→ **TASK LIST**:
1/ Extract the stretch of the MDX pull request discussion from "I've also removed" through "Test markdown files.", copying it word for word.
2/ In the MDX pull request discussion, why does the pull request have a changelog entry?
3/ Do these statements agree with the MDX pull request discussion? Answer yes or no for each, quoting the words that decide it.
(a) Dune uses the Normal constructor from MDX.
(b) The removal of the syntax type aliases was placed in a separate commit.
(c) The Normal syntax came before the other supported syntaxes.

-- PASSAGE follows --

Closed Leonidas-from-XIV closed 1 year ago

Leonidas-from-XIV commented 1 year ago

Normal is a very strange name for the markdown syntax and nobody calls it "normal syntax". It's just a supported syntax of MDX, just like Cram and MLI are (and there's nothing un-normal about thous), although it did come first.

This PR renames the constructor name. It might be user-facing if users use the MDX library, hence it has a changelog entry.

I've also removed the aliases of the syntax type. This can cause some breakage if users expect Mdx.Normal/Mdx.Cram to exist, so I've added it as a separate commit so if we decide against shipping it the commit can be removed from the PR.

panglesd commented 1 year ago

If you want to turn this PR into: "Introduce equality between syntaxes", you can also change the cli, where the description of the binary is:

NAME
       ocaml-mdx - Execute markdown files.
[...]

and

NAME
       ocaml-mdx-test - Test markdown files.
[...]

and similarly for the package description!

Leonidas-from-XIV commented 1 year ago

in the of_string function, I guess we do not want to remove it for compatibility reasons.

Exactly. I tried to keep the function of the binary at least equivalent, so users calling mdx should not observe regressions.

Good point about the API. I am not entirely sure who uses MDX as a library besides Dune, but in my research Dune didn't seem to use Normal either way (amusingly, it does have a Normal constructor too, but used for something else), so this should be safe enough. And the earlier we fix this, the less breakage will happen afterwards, I would argue.

I agree with the documentation changes, these should be updated so I pushed changes to clarify the meaning of the binaries. Generally it would be good to look though the documentation and adjust wherever it only talks about Markdown (and misses out on Cram, MLI or soon MLD support), but this can happen any time without triggering any issues (unlike this PR which at least has a low but nonzero likelihood of breakage).

-- PASSAGE concluded --
-- RECORD SET follows --

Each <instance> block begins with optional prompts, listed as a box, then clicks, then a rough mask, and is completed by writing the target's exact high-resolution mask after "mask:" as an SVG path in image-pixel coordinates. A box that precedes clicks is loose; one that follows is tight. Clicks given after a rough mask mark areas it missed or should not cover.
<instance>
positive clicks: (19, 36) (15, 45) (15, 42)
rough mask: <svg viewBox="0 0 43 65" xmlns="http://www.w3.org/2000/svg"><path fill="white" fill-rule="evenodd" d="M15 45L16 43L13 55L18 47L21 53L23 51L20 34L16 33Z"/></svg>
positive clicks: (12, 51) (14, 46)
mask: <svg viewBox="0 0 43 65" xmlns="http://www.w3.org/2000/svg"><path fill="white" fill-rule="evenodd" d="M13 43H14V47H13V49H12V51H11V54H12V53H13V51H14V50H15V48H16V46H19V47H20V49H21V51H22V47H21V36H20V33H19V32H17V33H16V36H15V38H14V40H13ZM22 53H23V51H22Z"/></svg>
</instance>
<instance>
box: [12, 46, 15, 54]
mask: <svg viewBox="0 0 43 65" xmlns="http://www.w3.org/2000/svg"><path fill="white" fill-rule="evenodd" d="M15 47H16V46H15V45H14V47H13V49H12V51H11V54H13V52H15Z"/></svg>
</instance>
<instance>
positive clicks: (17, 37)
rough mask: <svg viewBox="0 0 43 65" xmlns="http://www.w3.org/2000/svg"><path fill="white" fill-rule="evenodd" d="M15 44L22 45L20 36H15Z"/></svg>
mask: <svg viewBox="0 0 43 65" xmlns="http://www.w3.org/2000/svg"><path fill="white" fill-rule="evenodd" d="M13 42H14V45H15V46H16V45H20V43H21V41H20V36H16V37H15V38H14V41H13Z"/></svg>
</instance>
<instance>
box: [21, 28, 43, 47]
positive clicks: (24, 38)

-- RECORD SET concluded --

→ **ANSWERS TO THE TASKS**:
1/
I've also removed the aliases of the syntax type. This can cause some breakage if users expect Mdx.Normal/Mdx.Cram to exist, so I've added it as a separate commit so if we decide against shipping it the commit can be removed from the PR.

panglesd commented 1 year ago

If you want to turn this PR into: "Introduce equality between syntaxes", you can also change the cli, where the description of the binary is:

NAME
       ocaml-mdx - Execute markdown files.
[...]

and

NAME
       ocaml-mdx-test - Test markdown files.

2/ The renaming of the constructor might be user-facing if users use the MDX library.

3/
(a) No: "Dune didn't seem to use Normal either way"
(b) Yes: "I've added it as a separate commit"
(c) Yes: "although it did come first"